**Job**
With the pictures left out, return exactly the lines from the one containing "Could you please point out the snow-covered" through the end of the listing below.
....................
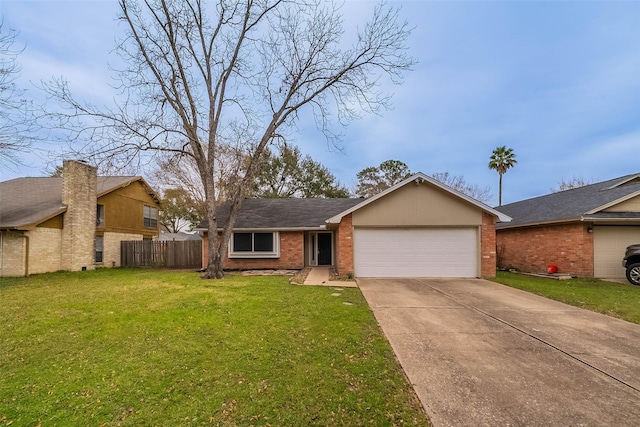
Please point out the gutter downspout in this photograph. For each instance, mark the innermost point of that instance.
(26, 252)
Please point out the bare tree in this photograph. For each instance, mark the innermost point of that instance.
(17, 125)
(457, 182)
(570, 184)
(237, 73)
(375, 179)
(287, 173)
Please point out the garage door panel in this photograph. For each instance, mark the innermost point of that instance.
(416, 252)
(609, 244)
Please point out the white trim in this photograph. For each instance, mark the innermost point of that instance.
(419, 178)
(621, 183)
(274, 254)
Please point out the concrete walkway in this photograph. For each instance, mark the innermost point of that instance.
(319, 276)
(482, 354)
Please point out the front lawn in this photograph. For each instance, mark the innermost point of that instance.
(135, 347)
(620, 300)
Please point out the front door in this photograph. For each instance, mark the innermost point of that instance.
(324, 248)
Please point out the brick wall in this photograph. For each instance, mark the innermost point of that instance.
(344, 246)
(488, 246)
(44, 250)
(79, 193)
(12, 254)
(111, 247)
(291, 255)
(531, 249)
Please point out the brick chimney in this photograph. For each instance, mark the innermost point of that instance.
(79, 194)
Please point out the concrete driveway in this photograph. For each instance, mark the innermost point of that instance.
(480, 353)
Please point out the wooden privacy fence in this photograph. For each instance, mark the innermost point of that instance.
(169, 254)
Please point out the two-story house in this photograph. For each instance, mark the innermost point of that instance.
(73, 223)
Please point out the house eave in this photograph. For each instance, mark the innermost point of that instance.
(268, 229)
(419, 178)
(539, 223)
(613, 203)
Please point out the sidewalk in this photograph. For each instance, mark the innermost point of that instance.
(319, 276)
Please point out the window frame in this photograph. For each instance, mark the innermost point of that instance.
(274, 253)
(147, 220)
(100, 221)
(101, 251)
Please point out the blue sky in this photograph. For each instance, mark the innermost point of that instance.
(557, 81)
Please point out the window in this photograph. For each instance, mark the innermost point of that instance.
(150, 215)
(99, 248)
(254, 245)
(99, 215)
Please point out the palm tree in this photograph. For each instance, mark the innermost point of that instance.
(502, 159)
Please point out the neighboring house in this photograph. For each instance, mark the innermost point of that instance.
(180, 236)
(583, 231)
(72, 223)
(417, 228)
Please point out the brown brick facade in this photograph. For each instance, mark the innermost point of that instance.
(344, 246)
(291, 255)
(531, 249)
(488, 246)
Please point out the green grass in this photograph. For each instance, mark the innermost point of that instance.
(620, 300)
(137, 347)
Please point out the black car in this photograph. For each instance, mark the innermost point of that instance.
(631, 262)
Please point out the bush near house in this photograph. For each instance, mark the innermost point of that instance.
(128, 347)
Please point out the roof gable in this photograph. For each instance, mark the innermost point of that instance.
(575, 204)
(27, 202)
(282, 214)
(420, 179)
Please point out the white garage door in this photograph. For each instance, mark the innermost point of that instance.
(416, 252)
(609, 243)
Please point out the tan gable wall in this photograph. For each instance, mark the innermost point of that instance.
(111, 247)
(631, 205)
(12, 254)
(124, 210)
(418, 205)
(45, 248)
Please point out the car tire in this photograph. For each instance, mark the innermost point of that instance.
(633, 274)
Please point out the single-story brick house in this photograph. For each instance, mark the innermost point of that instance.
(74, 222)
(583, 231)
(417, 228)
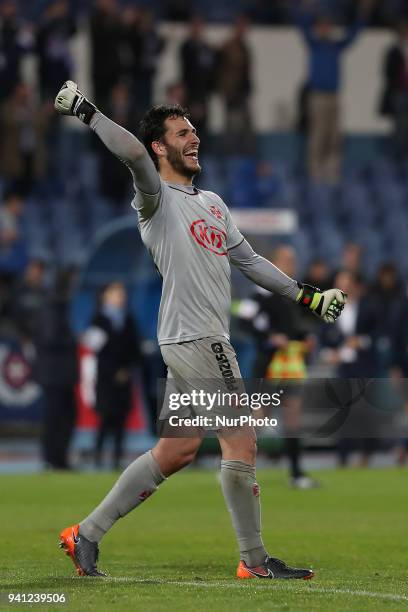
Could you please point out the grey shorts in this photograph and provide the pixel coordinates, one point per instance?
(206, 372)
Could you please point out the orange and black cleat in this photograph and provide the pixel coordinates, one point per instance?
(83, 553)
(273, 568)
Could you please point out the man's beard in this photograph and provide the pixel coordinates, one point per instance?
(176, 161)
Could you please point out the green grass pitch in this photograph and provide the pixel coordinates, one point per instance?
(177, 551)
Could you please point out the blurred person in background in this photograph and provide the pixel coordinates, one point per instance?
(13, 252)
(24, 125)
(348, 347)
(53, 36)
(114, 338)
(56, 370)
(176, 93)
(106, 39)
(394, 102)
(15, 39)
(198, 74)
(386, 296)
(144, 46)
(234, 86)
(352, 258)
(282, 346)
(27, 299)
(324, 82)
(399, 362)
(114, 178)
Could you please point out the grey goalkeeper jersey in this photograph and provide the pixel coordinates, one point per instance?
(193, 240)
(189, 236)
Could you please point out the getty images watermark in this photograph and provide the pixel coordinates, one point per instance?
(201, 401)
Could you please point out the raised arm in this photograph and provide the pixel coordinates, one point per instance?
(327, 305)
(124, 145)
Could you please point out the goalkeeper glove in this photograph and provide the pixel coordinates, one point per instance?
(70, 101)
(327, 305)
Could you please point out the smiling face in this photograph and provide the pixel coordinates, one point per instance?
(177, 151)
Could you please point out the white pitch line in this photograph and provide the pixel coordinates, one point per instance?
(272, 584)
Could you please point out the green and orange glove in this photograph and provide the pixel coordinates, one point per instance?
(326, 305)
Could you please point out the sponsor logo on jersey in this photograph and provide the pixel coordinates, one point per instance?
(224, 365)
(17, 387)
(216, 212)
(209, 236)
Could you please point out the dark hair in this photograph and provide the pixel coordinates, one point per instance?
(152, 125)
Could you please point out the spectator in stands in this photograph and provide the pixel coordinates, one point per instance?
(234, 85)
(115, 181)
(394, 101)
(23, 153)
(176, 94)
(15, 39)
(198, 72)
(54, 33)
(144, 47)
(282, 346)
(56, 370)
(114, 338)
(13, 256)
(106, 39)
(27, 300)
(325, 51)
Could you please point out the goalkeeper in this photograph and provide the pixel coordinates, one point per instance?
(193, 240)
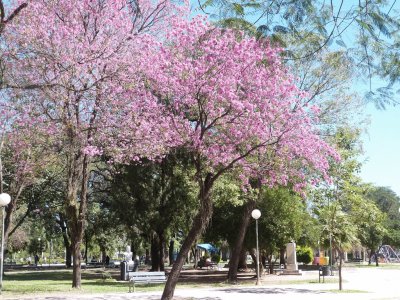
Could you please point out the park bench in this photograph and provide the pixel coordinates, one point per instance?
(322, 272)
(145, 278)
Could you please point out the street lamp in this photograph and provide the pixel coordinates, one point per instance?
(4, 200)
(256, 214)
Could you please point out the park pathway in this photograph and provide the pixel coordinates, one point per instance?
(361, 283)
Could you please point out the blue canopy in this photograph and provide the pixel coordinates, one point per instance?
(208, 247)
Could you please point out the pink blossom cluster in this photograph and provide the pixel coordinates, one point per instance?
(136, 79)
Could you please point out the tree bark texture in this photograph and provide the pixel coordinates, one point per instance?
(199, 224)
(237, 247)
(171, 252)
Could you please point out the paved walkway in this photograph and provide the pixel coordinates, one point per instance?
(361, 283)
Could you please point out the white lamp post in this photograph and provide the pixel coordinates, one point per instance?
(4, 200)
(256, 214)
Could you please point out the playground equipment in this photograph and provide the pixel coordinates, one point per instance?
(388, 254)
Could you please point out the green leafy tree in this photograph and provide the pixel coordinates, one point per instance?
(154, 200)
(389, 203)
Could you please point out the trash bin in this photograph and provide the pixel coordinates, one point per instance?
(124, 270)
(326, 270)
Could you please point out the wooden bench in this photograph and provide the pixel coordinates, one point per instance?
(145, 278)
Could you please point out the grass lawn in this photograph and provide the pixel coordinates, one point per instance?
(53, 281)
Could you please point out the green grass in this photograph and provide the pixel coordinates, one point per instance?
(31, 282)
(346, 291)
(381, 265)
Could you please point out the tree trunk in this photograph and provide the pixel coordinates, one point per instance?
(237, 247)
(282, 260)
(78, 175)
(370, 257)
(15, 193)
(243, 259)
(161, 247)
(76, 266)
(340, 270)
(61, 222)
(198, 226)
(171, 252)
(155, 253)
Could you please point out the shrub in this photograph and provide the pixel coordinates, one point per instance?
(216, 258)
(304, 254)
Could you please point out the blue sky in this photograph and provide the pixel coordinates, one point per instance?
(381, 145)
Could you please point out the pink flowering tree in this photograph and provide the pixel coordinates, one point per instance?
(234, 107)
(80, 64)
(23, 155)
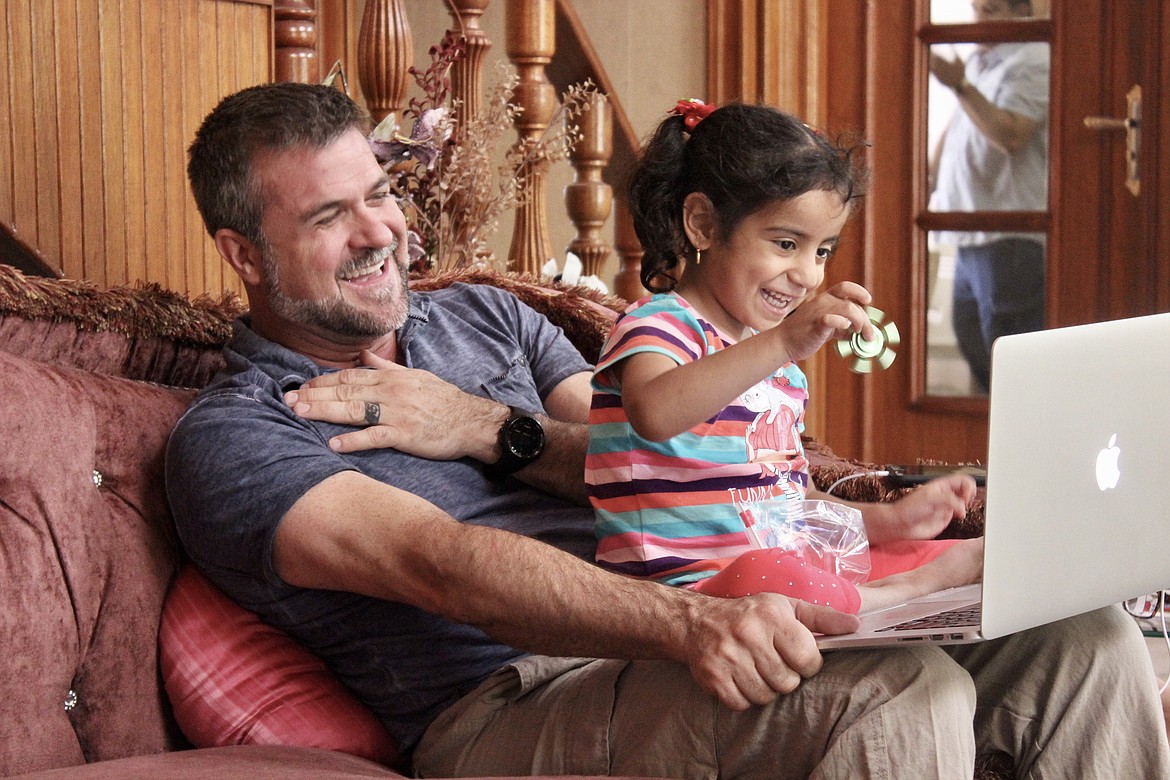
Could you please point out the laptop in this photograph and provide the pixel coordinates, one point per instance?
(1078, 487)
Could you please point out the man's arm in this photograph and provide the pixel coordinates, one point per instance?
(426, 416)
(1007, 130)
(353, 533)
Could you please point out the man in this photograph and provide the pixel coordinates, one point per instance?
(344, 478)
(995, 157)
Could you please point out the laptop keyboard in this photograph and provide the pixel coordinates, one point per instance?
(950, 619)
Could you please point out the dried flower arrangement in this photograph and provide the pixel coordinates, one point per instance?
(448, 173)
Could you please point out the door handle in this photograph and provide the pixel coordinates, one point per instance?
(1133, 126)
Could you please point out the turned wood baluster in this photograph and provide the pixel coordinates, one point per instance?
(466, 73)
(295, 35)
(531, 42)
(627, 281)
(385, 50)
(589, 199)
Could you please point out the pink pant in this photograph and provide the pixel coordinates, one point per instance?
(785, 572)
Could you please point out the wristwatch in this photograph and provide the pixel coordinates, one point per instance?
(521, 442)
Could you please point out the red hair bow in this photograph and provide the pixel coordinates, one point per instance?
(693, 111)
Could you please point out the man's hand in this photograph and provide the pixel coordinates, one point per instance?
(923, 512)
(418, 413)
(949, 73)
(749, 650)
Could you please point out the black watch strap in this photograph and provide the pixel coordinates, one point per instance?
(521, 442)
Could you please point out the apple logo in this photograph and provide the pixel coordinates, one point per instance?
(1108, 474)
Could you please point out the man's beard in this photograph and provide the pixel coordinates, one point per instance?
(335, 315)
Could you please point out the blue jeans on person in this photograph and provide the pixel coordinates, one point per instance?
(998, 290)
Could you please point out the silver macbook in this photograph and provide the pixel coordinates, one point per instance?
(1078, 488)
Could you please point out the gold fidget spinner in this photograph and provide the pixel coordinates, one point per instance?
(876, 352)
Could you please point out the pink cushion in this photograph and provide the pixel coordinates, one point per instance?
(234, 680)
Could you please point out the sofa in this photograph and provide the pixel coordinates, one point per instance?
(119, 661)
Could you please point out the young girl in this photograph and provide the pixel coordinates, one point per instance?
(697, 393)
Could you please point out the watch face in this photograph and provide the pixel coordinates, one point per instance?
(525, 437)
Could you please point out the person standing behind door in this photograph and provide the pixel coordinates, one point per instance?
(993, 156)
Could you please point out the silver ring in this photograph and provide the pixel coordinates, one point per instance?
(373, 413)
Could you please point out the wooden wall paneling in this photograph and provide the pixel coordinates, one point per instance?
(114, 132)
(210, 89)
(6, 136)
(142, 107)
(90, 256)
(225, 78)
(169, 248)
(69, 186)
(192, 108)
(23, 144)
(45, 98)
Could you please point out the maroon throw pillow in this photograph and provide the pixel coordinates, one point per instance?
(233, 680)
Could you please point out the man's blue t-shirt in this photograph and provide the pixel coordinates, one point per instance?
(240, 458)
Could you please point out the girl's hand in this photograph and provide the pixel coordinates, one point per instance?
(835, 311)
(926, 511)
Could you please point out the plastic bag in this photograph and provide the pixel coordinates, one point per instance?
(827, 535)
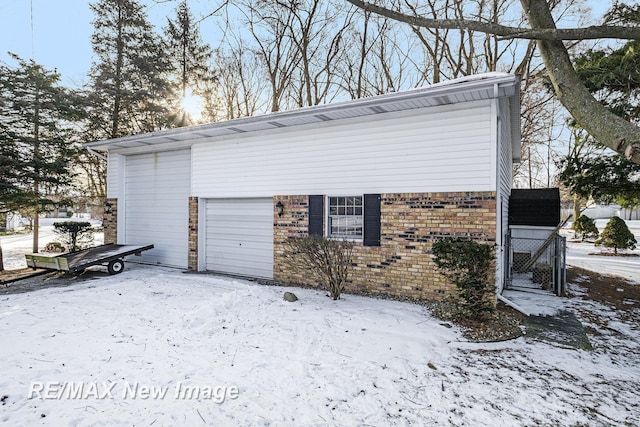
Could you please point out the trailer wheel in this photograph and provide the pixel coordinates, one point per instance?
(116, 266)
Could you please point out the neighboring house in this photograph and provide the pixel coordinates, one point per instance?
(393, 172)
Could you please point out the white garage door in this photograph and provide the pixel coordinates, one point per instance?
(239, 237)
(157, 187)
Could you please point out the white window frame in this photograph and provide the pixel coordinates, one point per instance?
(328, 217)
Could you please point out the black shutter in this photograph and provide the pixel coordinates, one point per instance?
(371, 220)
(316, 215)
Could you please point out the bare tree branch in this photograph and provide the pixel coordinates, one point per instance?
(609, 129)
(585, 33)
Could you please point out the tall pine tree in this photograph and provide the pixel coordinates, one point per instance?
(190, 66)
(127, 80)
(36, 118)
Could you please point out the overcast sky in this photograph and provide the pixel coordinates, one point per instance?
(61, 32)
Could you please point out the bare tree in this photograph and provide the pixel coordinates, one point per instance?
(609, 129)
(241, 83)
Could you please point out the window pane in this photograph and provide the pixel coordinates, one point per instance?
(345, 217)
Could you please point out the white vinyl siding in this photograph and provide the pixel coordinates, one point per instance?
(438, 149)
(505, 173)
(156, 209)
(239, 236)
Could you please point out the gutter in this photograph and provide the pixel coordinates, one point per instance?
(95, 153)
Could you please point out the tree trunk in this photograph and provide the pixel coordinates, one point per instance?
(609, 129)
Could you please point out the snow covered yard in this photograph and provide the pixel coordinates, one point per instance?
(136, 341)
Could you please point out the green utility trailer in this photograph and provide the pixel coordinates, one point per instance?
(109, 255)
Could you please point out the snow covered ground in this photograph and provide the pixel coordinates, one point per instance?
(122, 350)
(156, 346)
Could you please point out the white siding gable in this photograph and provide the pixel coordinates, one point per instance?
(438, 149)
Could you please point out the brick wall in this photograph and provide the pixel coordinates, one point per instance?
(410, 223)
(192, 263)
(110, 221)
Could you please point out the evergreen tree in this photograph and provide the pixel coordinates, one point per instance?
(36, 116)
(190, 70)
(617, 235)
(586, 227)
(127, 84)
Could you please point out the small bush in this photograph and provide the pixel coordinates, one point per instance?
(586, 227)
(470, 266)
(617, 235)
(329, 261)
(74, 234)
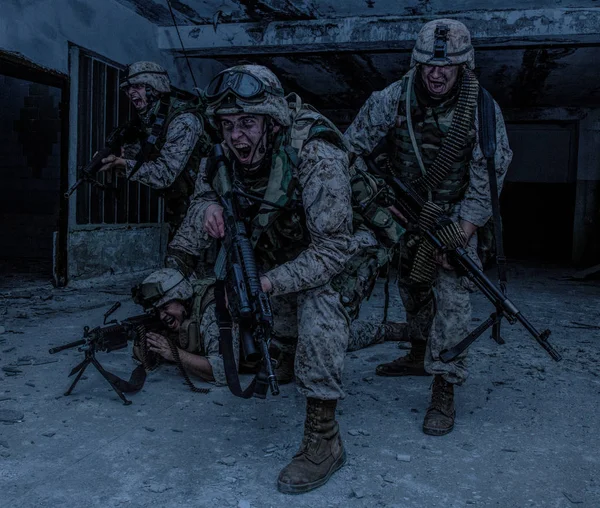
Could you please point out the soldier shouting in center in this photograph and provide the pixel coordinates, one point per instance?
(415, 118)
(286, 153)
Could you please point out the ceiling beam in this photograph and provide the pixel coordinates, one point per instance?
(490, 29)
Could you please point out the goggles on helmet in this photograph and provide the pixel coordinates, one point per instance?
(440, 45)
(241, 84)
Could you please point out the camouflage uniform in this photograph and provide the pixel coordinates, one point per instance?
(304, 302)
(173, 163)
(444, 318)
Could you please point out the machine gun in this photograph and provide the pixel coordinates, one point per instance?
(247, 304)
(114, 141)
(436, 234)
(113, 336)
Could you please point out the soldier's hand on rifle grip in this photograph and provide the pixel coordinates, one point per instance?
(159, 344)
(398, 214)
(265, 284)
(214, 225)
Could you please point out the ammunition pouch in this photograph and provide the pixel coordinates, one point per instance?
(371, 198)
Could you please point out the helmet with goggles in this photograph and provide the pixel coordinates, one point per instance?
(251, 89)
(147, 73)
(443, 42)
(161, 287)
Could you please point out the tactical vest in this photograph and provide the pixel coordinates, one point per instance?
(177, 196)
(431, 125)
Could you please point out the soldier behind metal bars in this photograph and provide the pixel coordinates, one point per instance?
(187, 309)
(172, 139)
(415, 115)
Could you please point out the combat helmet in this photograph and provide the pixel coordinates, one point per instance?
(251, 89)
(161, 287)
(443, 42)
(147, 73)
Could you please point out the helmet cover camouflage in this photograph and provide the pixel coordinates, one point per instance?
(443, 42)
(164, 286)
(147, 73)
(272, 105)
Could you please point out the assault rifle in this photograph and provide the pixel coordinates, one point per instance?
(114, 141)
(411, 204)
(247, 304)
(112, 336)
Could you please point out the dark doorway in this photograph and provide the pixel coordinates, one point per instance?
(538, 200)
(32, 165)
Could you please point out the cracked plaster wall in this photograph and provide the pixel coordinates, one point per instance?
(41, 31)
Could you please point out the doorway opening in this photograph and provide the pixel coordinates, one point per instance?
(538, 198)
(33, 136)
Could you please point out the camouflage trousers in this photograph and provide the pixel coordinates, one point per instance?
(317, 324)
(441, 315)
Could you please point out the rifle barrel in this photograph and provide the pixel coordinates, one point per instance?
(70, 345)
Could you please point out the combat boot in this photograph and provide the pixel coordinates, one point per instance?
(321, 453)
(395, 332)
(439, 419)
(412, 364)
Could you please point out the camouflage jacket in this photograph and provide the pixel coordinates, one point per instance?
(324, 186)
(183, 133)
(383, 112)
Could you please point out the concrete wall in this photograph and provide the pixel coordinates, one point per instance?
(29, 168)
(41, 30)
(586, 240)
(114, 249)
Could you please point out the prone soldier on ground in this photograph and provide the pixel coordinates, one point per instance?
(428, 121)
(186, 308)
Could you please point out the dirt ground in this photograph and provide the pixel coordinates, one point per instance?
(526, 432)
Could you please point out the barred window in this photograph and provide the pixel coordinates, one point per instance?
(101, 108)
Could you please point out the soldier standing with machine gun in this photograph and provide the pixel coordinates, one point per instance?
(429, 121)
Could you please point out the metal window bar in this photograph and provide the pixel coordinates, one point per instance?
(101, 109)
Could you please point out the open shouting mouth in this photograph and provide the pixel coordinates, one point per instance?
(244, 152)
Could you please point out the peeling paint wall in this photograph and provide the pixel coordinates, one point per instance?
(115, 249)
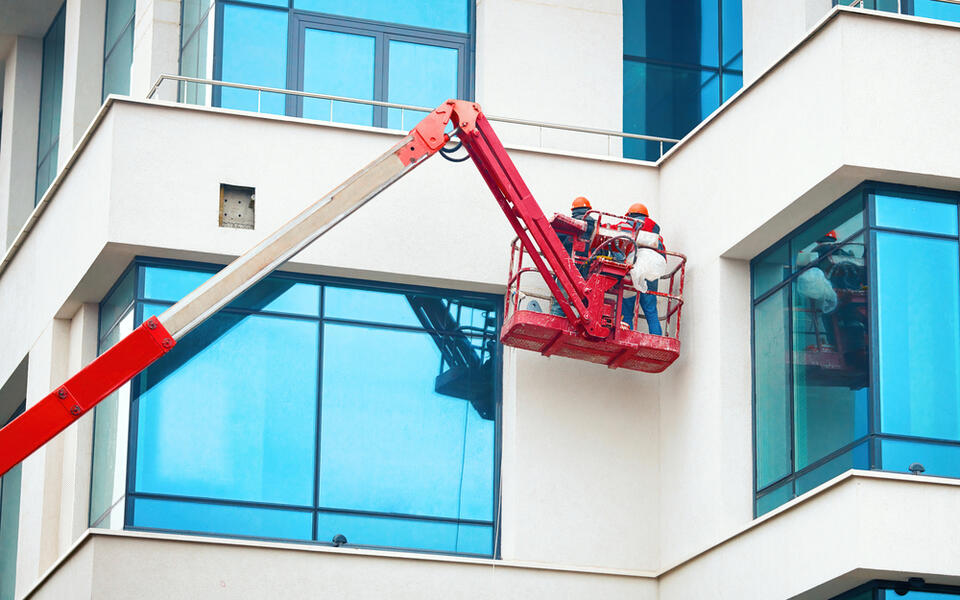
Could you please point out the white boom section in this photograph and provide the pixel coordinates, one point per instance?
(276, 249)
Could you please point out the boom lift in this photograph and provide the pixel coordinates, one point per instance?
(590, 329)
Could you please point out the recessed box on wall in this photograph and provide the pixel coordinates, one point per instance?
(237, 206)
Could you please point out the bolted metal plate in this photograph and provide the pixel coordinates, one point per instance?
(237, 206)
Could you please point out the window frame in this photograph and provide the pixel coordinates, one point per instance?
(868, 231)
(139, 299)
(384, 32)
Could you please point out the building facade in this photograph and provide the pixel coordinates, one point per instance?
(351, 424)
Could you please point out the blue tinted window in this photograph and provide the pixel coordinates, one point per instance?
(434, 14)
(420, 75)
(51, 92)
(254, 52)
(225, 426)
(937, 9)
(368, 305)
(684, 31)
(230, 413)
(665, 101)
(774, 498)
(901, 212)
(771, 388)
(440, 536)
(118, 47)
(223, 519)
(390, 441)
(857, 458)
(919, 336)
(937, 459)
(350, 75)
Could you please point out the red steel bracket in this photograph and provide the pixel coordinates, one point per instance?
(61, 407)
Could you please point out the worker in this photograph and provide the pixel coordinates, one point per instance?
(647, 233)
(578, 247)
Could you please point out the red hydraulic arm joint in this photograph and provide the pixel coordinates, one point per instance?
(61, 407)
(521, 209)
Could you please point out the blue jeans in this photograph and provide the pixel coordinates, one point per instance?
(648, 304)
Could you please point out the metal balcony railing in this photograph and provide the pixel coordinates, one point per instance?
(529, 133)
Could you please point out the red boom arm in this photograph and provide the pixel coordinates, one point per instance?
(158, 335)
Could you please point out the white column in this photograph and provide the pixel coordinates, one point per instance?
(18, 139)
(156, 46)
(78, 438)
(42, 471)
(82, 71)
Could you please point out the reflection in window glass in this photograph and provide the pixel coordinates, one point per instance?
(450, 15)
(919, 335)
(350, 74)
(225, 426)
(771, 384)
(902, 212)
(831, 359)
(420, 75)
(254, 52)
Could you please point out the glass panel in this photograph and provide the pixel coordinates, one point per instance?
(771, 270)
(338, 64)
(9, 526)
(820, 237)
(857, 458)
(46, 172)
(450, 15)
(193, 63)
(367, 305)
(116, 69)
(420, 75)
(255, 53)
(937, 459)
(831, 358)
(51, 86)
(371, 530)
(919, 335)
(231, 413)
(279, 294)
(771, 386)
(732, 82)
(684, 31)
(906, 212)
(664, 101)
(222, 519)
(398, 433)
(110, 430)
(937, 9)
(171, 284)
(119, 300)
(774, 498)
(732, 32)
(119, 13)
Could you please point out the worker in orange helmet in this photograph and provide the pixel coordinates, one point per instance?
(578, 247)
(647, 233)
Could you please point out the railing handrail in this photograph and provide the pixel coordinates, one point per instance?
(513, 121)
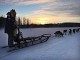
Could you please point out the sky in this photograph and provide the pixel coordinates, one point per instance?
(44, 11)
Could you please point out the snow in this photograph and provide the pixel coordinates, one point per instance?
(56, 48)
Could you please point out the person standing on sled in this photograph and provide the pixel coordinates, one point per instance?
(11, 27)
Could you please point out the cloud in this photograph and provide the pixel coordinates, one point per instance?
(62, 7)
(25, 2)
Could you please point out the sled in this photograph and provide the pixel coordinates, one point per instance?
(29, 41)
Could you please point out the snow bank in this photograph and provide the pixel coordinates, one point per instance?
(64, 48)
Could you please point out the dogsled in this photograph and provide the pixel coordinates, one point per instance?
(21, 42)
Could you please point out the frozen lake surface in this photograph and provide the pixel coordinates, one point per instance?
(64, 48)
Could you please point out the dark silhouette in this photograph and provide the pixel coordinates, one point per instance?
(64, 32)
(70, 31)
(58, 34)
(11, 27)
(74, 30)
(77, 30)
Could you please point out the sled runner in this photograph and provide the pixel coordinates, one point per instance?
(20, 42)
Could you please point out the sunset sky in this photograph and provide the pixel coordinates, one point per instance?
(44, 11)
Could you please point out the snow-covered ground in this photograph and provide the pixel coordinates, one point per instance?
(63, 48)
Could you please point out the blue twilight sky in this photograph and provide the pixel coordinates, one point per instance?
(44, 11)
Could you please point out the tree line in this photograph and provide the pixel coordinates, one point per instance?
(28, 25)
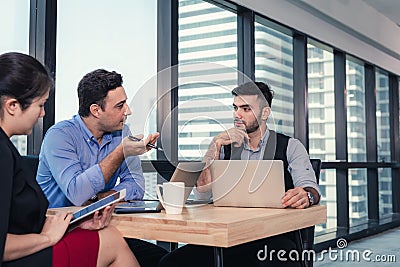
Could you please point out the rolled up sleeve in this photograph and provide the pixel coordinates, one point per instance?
....................
**The answer**
Could you please point out the snow-covered ground in this photograph and provide the pixel coordinates, one point per instance?
(63, 48)
Could you please point out the blue twilight sky in this photograph and provide the pixel coordinates, one point per instance?
(44, 11)
Could you please point out the tree line in this photograph and provide the pixel coordinates, one point per instance?
(28, 25)
Could you please point out the rolled up sleeve in this photograph and provide the pixel coordinates, one point per instance?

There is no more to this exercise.